The request
Extract every line of the data below that contains the string "curtain", matching case exactly.

Supplied data
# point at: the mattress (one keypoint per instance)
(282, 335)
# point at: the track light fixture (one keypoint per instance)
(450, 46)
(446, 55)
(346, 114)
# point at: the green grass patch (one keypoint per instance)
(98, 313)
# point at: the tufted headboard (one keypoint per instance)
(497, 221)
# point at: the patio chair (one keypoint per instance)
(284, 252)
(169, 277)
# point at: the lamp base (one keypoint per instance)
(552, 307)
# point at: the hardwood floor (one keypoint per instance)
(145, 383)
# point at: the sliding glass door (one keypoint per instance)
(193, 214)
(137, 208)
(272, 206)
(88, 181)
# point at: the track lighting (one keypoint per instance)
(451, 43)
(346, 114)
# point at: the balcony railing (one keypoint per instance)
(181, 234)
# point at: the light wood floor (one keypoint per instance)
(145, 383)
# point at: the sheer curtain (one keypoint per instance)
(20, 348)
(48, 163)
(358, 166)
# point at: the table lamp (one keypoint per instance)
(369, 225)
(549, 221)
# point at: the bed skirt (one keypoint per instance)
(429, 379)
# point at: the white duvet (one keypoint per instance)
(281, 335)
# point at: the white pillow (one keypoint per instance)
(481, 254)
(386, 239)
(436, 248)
==
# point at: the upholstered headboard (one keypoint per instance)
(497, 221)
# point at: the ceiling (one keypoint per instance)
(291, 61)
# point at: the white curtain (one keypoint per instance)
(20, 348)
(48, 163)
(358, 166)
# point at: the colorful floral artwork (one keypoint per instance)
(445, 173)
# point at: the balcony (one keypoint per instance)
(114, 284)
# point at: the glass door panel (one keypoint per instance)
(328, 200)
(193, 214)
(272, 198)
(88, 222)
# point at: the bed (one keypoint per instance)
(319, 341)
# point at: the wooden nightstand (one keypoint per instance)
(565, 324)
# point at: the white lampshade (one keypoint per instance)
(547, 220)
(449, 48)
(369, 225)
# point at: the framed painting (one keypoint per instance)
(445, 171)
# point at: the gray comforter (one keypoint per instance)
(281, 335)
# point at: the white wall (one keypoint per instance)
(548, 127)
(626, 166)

Solution for this exercise
# point at: the sheer curtain (one keypoint per instance)
# point at: the white curtain (one keypoint per instance)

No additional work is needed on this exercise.